• _Your objective_:
Print out every record exactly as it appears.

• _Material_:
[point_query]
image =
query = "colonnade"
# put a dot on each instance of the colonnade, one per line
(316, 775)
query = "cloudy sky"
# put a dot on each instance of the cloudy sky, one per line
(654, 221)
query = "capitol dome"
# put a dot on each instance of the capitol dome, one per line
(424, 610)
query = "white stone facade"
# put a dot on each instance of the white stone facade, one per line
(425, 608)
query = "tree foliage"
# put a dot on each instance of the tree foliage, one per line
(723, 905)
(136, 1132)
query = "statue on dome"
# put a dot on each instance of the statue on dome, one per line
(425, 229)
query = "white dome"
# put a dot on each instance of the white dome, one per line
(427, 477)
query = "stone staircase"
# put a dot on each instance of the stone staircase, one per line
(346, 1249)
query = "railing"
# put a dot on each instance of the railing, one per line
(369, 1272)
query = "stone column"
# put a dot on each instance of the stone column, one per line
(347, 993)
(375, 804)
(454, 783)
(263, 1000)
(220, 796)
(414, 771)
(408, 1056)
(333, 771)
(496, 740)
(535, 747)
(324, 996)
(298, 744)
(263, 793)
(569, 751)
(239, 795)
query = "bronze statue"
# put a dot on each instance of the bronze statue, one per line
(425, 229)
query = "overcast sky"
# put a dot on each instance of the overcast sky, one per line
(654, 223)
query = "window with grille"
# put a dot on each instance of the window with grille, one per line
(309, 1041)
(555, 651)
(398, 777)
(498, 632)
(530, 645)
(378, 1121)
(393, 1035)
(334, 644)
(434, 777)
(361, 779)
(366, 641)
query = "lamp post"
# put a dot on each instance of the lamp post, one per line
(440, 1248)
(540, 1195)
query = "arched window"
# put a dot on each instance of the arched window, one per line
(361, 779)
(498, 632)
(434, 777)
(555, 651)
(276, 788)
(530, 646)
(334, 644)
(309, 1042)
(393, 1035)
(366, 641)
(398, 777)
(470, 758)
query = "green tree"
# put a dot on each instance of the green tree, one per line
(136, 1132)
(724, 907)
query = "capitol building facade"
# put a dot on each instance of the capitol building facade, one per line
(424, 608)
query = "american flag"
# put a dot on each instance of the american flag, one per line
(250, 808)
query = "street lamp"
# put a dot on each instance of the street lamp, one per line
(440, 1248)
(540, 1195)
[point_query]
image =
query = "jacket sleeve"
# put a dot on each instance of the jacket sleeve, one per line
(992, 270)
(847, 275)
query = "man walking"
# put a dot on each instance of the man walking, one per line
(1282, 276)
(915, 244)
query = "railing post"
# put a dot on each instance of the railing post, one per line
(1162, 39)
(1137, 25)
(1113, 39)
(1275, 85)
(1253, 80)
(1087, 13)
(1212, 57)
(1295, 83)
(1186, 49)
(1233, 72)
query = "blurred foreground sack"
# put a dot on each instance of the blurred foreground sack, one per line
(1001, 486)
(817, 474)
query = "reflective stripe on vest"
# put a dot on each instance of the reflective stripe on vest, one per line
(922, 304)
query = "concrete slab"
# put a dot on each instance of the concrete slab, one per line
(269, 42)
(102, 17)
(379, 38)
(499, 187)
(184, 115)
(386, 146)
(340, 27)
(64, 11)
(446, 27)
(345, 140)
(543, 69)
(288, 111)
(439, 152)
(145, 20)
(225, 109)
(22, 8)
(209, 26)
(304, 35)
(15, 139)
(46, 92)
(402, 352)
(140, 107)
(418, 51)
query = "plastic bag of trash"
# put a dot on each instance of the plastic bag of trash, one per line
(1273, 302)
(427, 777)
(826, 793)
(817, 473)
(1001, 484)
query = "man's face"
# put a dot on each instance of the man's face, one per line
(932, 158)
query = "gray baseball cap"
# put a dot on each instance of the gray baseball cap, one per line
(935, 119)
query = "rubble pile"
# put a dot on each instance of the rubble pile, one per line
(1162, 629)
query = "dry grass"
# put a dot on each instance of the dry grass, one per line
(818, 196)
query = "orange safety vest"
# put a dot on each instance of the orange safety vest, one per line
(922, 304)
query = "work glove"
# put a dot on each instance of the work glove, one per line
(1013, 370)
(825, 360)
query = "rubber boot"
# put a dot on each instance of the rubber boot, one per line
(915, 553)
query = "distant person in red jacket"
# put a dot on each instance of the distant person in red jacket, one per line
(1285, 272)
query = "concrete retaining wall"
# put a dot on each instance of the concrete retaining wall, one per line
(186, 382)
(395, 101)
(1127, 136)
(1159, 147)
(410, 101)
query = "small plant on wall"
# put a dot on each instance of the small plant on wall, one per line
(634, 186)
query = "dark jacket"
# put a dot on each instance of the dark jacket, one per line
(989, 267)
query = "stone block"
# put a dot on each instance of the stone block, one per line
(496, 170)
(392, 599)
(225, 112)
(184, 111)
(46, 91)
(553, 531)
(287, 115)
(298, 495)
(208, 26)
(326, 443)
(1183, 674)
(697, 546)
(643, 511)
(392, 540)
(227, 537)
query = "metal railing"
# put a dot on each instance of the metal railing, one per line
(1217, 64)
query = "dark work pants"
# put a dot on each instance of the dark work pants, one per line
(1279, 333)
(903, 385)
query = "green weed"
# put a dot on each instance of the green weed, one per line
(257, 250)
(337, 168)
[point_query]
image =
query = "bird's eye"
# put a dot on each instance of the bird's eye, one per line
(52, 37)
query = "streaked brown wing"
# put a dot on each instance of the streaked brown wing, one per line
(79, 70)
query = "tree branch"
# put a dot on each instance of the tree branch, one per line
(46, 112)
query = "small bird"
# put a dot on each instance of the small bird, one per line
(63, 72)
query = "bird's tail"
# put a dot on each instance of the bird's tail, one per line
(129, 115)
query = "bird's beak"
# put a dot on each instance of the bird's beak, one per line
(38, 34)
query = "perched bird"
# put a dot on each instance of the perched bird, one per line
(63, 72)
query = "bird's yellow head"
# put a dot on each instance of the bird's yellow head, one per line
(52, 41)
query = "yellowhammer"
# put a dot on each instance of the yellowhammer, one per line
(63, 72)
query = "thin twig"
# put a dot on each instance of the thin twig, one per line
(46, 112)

• _Correct output_:
[point_query]
image =
query = "colonnade"
# put a dot on each instance of the colonnade, one per line
(316, 775)
query = "cloudy sky"
# put a dot on each instance of the cloudy sky, one per line
(654, 221)
query = "capitol dome"
# put a dot on each instance of the capitol dome, one per line
(424, 610)
query = "white stone facade"
# put a dot on each instance of the white stone facade, one per line
(425, 608)
query = "tree foliage"
# put a dot on each instance of the tree foliage, one per line
(723, 905)
(136, 1132)
query = "statue on dome"
# put a dot on each instance of the statue on dome, one per line
(425, 229)
query = "white dome"
# put a dot on each instance of the white dome, one per line
(427, 477)
query = "stone staircase"
# put a dot on each instance of the stone staircase, one per line
(346, 1249)
query = "railing"
# put a dot on each instance of the railing, one per line
(369, 1272)
query = "stone column"
# put a dot on each instance of the stone column, one per line
(347, 993)
(375, 804)
(454, 783)
(263, 1000)
(220, 796)
(414, 771)
(408, 1056)
(333, 771)
(496, 740)
(535, 747)
(324, 996)
(298, 744)
(263, 793)
(569, 751)
(239, 795)
query = "bronze statue"
# put a dot on each instance of the bronze statue, one per line
(425, 229)
query = "overcast sky"
# put a dot on each instance of the overcast sky, one per line
(654, 223)
query = "window with grille"
# put a dot on each instance of the window with grille, one per line
(309, 1041)
(555, 651)
(398, 777)
(498, 632)
(530, 645)
(378, 1121)
(393, 1035)
(334, 644)
(434, 777)
(361, 779)
(366, 641)
query = "lamp post"
# put a dot on each instance of the lamp post, one per line
(440, 1248)
(540, 1195)
query = "arched window"
# put a dot on each instance of the arched window, one per line
(361, 779)
(498, 632)
(434, 777)
(555, 651)
(276, 788)
(530, 646)
(334, 644)
(309, 1042)
(393, 1035)
(366, 641)
(398, 777)
(470, 758)
query = "green tree"
# put a dot on each instance of the green tree, one per line
(136, 1132)
(724, 907)
query = "capitol building facade"
# put a dot on each instance of the capitol building facade, one per line
(424, 608)
query = "american flag"
# put a dot on each instance of the american flag, one per line
(250, 808)
query = "street lamp"
# put a dot on each instance of the street lamp, one per line
(440, 1248)
(540, 1195)
[point_query]
image =
query = "jacket sleeve"
# put a dot on each instance of the jacket sleeve, one per line
(992, 270)
(847, 275)
query = "man walking"
# put a dot on each instance of the man walking, one per line
(1282, 276)
(915, 244)
query = "railing post"
# put a dot on each instance of the railing post, one per line
(1162, 39)
(1137, 25)
(1113, 39)
(1275, 85)
(1253, 80)
(1087, 13)
(1212, 57)
(1295, 83)
(1186, 49)
(1233, 72)
query = "blurred foreground sack"
# put a dot on each instance of the blurred foreground sack, one per line
(1001, 486)
(817, 474)
query = "reflective stripe on vest"
# put a dot on each instance of the reflective stripe on vest, one per line
(922, 304)
query = "concrete slab"
# put a dot on each instance of the concrete slab, one per line
(269, 42)
(102, 17)
(379, 38)
(499, 187)
(184, 115)
(386, 146)
(340, 27)
(64, 11)
(446, 27)
(345, 140)
(543, 69)
(288, 111)
(439, 152)
(145, 20)
(225, 109)
(22, 8)
(209, 26)
(304, 35)
(15, 139)
(46, 92)
(402, 352)
(140, 107)
(418, 51)
query = "plastic bag of trash"
# put a dot on each instance of the plastic bag of trash, one per line
(1273, 302)
(427, 777)
(826, 793)
(817, 473)
(1001, 484)
query = "man's face"
# put a dot on each instance of the man's face, one per line
(932, 158)
query = "gray baseball cap"
# put a dot on each instance of the gray baseball cap, one per line
(935, 119)
query = "rubble pile"
# put a dot on each instance of the rubble pile, one per line
(1162, 629)
query = "dry grass"
# put a dot on each instance of the dry grass, one per line
(818, 196)
query = "orange safety vest"
# put a dot on each instance of the orange safety vest, one per line
(922, 304)
query = "work glove"
# put a dot on each instance of the work glove, one per line
(1013, 370)
(825, 360)
query = "rubber boot"
# put a dot on each instance of the rubber boot, one per line
(915, 553)
query = "distant person in red jacket"
# put a dot on each instance of the distant person in red jacket, one per line
(1285, 272)
query = "concrete retaining wall"
# put a dot on each instance of the concrete retaining wall, one per line
(186, 382)
(395, 101)
(1127, 136)
(1159, 147)
(410, 101)
query = "small plant on wall"
# put a dot on each instance of the small plant on wall, one per line
(634, 186)
query = "dark jacket"
# put a dot on each instance of the dark jacket, one per line
(989, 267)
query = "stone block"
# put a dot on each instance of the stone block, one per line
(496, 170)
(392, 599)
(225, 112)
(184, 111)
(46, 91)
(553, 531)
(287, 115)
(298, 495)
(208, 26)
(326, 443)
(1183, 674)
(697, 546)
(643, 511)
(392, 540)
(227, 537)
query = "metal railing"
# put a dot on each instance of the metal railing, one per line
(1217, 64)
query = "dark work pants"
# put a dot on each instance of the dark work pants, one per line
(1279, 333)
(903, 385)
query = "green weed"
# put a dot on each instance of the green weed, one per line
(257, 250)
(337, 168)
[point_query]
image =
query = "bird's eye"
# put a dot on each instance of the bird's eye, one per line
(52, 37)
query = "streaked brown wing"
# put a dot on each instance of the streaked brown wing, one per line
(79, 70)
query = "tree branch"
# put a dot on each instance of the tree branch, one per line
(46, 112)
query = "small bird"
# put a dot on each instance of the small bird, one per line
(63, 72)
query = "bird's tail"
# put a dot on each instance of the bird's tail, one per line
(129, 115)
query = "bird's beak"
# put a dot on each instance of the bird's beak, one per line
(38, 34)
query = "perched bird"
# put a dot on each instance of the perched bird, one per line
(63, 72)
query = "bird's yellow head"
# put a dot on each instance of the bird's yellow head, one per line
(52, 41)
query = "yellowhammer"
# put a dot on each instance of the yellowhammer, one per line
(63, 72)
query = "thin twig"
# put a dot on each instance of the thin twig, one per line
(46, 112)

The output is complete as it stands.